Record excerpts:
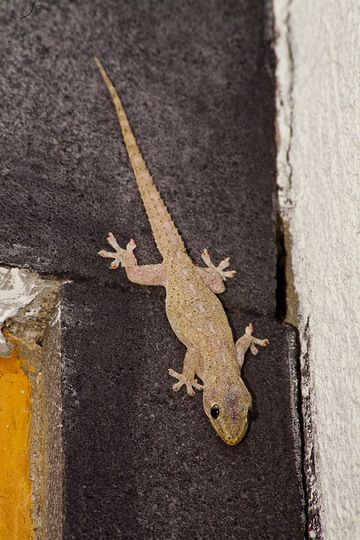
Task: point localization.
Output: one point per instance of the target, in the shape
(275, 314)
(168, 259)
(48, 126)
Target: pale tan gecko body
(195, 313)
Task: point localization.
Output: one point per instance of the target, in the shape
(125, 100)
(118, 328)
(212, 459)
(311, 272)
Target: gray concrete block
(197, 82)
(142, 461)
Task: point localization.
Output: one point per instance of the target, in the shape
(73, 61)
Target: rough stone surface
(197, 82)
(321, 201)
(196, 79)
(144, 462)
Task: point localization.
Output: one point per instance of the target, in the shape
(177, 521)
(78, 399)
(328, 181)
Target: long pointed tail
(166, 235)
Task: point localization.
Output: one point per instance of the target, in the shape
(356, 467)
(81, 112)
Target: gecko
(193, 309)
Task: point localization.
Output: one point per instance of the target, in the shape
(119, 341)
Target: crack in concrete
(287, 298)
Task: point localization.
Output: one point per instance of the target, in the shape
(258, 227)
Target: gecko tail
(166, 235)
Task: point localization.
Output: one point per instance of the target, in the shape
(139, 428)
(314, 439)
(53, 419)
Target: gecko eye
(214, 411)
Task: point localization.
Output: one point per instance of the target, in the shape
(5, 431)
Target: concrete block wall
(198, 83)
(318, 164)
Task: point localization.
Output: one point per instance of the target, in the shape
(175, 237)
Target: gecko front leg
(150, 274)
(215, 276)
(187, 377)
(248, 341)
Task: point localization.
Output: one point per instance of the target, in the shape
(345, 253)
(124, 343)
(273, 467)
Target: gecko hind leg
(149, 274)
(248, 341)
(215, 276)
(187, 377)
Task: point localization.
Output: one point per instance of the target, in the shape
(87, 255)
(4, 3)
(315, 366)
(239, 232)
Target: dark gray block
(144, 462)
(197, 82)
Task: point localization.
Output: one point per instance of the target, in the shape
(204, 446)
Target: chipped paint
(16, 291)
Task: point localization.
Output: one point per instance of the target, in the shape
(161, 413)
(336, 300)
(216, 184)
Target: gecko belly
(196, 315)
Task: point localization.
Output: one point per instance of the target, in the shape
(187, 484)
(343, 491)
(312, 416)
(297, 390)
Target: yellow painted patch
(15, 418)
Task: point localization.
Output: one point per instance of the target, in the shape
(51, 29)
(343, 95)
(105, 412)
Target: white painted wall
(319, 116)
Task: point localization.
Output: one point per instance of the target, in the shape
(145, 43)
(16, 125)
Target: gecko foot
(220, 268)
(190, 383)
(120, 254)
(255, 341)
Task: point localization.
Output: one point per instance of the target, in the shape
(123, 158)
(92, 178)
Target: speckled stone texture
(198, 85)
(143, 461)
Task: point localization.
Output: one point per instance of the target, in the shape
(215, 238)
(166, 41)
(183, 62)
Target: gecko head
(227, 407)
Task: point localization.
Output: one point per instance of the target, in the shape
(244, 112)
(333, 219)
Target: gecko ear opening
(214, 411)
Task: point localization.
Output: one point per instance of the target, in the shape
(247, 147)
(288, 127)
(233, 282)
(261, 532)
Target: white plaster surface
(17, 290)
(319, 174)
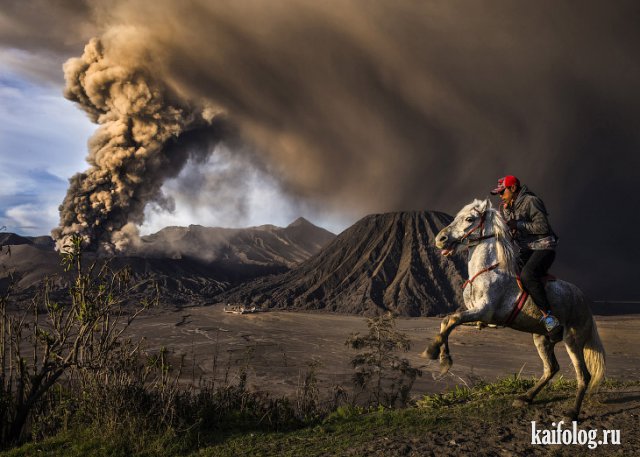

Requirement:
Keep the pictures out and transcribe the entries exactly.

Solution to this problem:
Task: point localization.
Output: one point per instance of the target, in the shape
(275, 314)
(168, 259)
(48, 126)
Target: pale tan gecko body
(195, 313)
Task: point localization.
Output: one point per instance of the target, in the shape
(125, 100)
(118, 328)
(212, 459)
(311, 272)
Target: gray concrete block
(197, 82)
(142, 461)
Task: point localization.
Output: one point per instance of the target, in the shape
(73, 61)
Target: rough stone surface
(197, 82)
(321, 201)
(196, 79)
(144, 462)
Task: point localization.
Output: one point per instance of the target, in the shape
(177, 521)
(78, 399)
(328, 181)
Target: long pointed tail
(166, 235)
Task: point localization.
Output: one point per instance of the target, in the shape
(356, 467)
(81, 112)
Target: gecko
(193, 309)
Task: point localization.
Output: one point per instance of the target, in the shape
(119, 341)
Target: crack in concrete
(287, 298)
Task: point localization.
Output: one point per instance of the target, in the shape
(258, 227)
Target: gecko tail
(166, 235)
Task: point localization.
Output: one point per instance of the target, in the shape
(139, 428)
(314, 439)
(53, 419)
Target: gecko eye
(214, 411)
Task: point localization.
Output: one point per instance of the target, in the shape
(5, 431)
Target: concrete block wall
(198, 83)
(318, 164)
Task: point localization.
Output: one point per instance of the target, in the shape
(175, 237)
Target: gecko front leg
(150, 274)
(215, 276)
(187, 377)
(248, 341)
Task: point localization.
Output: one point per instance of the target, in the shape
(345, 253)
(124, 343)
(273, 467)
Target: gecko hind leg
(149, 274)
(248, 341)
(215, 276)
(187, 377)
Task: point localization.
Output: one point per instance of the target, in the shape
(87, 255)
(4, 3)
(315, 366)
(239, 232)
Target: dark gray block
(144, 462)
(197, 82)
Task: point localization.
Output: one point per instance of the target, in the shape
(204, 446)
Target: chipped paint
(16, 291)
Task: point localization.
Output: one point per instance of the target, in the shape
(161, 413)
(336, 300)
(216, 184)
Target: gecko belly
(196, 315)
Task: point localization.
Output: one point per instance of the target, in the shape
(187, 484)
(343, 491)
(312, 416)
(297, 390)
Target: yellow painted patch
(15, 418)
Task: point localization.
Output: one point per instance of the target, in the shape
(51, 29)
(343, 95)
(105, 412)
Target: white painted wall
(319, 116)
Task: point localization.
Output: one point per instance of the target, in the shape
(145, 43)
(16, 125)
Target: gecko foot
(220, 268)
(190, 383)
(120, 254)
(255, 341)
Task: point localization.
Output: one point per instance of the target, in the shape
(123, 158)
(92, 178)
Target: speckled stone texture
(198, 85)
(143, 461)
Task: point localization.
Output: one point per instance of the target, in the shape
(215, 238)
(166, 41)
(183, 62)
Target: gecko head
(227, 407)
Task: point localization.
Output: one point per instance of the target, in the shape
(244, 112)
(333, 219)
Target: gecko ear opening
(214, 411)
Task: point localization.
Output: one point per instance of the target, in the shape
(247, 147)
(288, 127)
(233, 282)
(261, 532)
Target: white plaster surface
(17, 290)
(319, 174)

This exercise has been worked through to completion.